**To be done:**
**1)** According to the post about lady team-up comics, what should the blog's title really read?
**2)** Rewrite everything from "To be clear, there" down to "seen in years." in the post about lady team-up comics, replacing "dissertation" with "thesis".

**Extract:**

Who Rule the World? The Best Six Lady Team Up Comics of 2013

Okay, so this blog’s title is a bit of a misnomer – it should really read “The Only Six Lady Team Up Comics of 2013.” But hey, who’s counting? (Me. I’m counting.)

To be clear, there have been several kick-ass women in comics this year. Captain Marvel alone knocked it out of the park and well into space. Grace Randolph’s Superbia overfloweth with diverse women filling the roles of mothers, daughters, sisters, wives, supers, normal, heroes, villains, and everything in between. And if I had a time machine, I’d go back to my senior year of college and write a dissertation about all the reasons why Faith and Charlene of the Harbingers reboot are the most innovative and exciting lady characters comics have seen in years.

But there’s just something about those lady team up titles. I’m so over seeing women in competition merely because they are women and a hack writer doesn’t know what else to do with more than one – not just in comics, but across the board in media. Girl team ups are the antidote, the necessary reminder that some of us actually like and trust each other. A solo book is great for in-depth individual character study, and I get how “girl who can hold her own in otherwise all-dude team” fulfills that age-old Not Like the Other Girls fantasy most geeky girls know well in the shadowy high school part of their hearts. Lady team up comics let us see women existing together, supporting one another, and having each others’ backs in a fight – ideally with M.I.A.’s “Bad Girls” playing on repeat in the background.

The dream, of course, is that come this time next year there will be so many lady team up comics that we’ll be able to fill out a Top Ten list plus honorable mentions. But until then, I’ll keep my long boxes warm with the lady friendships in these six titles.

**Extracted entries:**
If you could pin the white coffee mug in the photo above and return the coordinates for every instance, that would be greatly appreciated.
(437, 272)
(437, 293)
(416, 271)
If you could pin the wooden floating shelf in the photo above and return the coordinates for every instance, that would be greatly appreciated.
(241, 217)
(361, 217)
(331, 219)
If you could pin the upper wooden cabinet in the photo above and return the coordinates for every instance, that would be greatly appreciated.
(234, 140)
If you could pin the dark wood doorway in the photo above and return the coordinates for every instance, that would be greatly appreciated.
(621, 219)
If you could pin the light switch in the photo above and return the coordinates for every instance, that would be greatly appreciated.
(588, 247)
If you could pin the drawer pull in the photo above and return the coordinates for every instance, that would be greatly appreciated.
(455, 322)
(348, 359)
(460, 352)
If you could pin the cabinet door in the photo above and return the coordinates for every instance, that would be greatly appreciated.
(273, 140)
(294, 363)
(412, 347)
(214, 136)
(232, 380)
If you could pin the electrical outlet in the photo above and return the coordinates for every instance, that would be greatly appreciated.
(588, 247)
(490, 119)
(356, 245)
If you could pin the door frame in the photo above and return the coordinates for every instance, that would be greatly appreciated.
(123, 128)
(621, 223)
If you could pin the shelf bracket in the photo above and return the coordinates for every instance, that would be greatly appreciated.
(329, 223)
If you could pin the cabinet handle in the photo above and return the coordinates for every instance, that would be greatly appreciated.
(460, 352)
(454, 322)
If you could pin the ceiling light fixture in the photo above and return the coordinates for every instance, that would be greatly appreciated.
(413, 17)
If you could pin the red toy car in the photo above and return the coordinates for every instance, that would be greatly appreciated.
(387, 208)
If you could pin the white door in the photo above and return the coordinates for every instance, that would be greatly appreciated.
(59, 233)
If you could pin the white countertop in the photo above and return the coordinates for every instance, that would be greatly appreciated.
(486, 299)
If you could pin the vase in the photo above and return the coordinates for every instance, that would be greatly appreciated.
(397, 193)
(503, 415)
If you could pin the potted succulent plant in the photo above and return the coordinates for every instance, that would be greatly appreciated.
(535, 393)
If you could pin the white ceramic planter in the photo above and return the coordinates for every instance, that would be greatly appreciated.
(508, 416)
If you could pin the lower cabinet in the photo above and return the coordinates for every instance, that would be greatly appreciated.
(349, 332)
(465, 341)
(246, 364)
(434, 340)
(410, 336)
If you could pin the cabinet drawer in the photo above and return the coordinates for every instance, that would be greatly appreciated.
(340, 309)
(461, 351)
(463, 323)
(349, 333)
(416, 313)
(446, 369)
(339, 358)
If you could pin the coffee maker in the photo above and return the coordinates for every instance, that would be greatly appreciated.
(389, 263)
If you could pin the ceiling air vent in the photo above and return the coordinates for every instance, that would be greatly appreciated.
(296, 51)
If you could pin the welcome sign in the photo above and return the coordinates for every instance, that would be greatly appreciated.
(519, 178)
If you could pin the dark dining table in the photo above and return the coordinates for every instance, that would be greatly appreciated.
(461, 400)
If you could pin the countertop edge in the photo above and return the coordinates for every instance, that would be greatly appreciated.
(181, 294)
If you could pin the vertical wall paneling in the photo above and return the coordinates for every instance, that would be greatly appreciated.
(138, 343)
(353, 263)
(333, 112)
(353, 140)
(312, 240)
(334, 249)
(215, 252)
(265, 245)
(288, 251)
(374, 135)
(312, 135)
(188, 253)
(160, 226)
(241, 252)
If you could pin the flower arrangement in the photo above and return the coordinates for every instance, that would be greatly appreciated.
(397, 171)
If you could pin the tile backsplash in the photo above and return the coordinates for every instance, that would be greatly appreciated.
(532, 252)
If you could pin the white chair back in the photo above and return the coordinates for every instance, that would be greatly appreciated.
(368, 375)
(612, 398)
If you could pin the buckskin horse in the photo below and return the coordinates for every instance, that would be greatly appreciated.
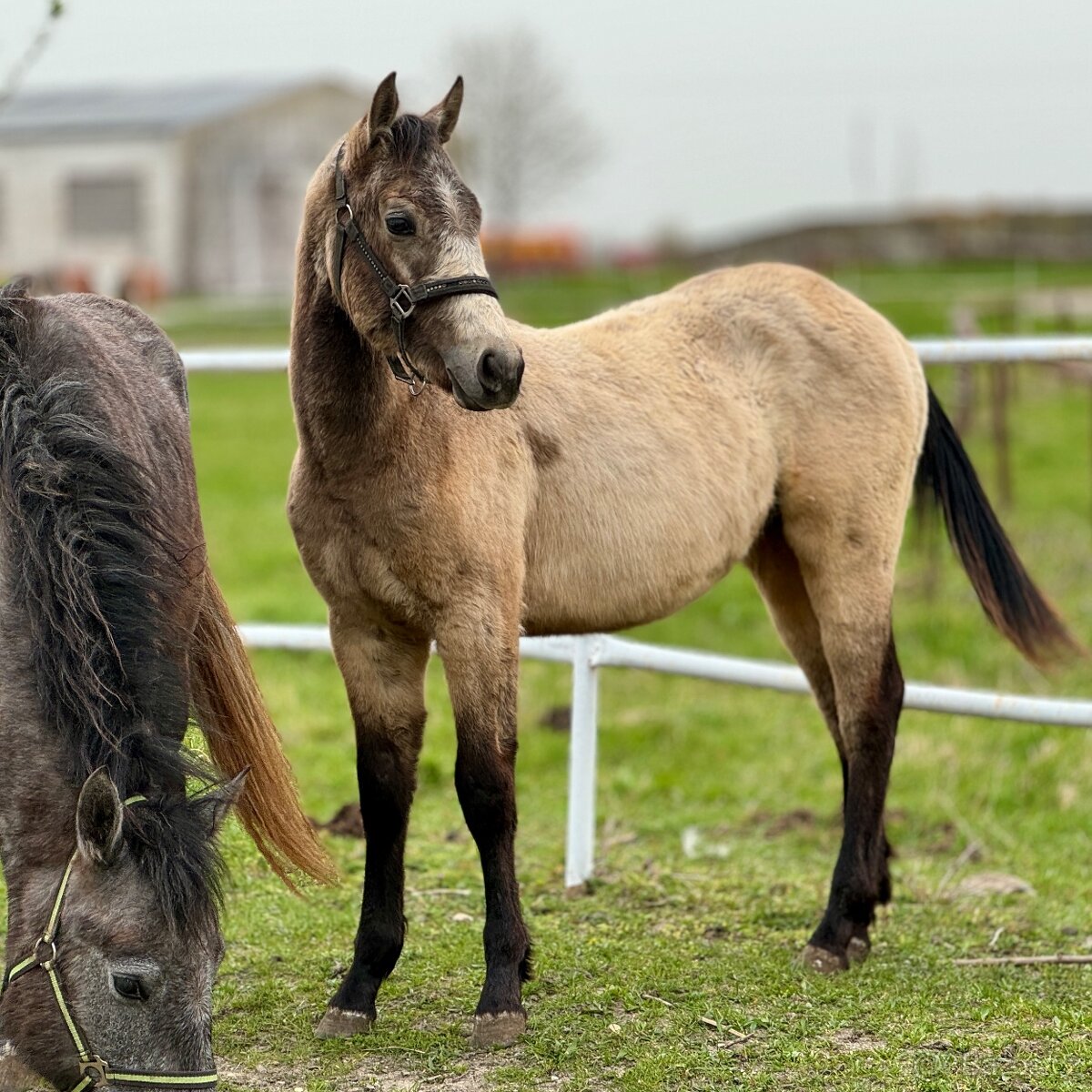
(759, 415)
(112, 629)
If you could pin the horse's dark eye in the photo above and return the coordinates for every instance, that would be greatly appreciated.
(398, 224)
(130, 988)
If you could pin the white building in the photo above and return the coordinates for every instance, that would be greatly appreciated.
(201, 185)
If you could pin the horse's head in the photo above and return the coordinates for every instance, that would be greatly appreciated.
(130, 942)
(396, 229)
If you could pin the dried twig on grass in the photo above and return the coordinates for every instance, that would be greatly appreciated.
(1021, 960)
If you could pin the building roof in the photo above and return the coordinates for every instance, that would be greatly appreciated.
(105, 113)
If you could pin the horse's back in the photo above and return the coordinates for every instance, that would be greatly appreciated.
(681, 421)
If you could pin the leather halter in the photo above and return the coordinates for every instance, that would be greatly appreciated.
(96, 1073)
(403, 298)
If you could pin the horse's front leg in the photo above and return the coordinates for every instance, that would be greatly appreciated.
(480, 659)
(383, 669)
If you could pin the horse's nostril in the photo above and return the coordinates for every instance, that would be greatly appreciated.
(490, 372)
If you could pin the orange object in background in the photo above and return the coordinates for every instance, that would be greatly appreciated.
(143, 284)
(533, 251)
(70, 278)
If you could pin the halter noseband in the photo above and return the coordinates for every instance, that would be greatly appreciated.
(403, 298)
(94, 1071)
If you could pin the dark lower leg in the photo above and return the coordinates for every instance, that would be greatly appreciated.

**Results for the exercise:**
**1)** "The Only Six Lady Team Up Comics of 2013."

**2)**
To be clear, there have been several kick-ass women in comics this year. Captain Marvel alone knocked it out of the park and well into space. Grace Randolph’s Superbia overfloweth with diverse women filling the roles of mothers, daughters, sisters, wives, supers, normal, heroes, villains, and everything in between. And if I had a time machine, I’d go back to my senior year of college and write a thesis about all the reasons why Faith and Charlene of the Harbingers reboot are the most innovative and exciting lady characters comics have seen in years.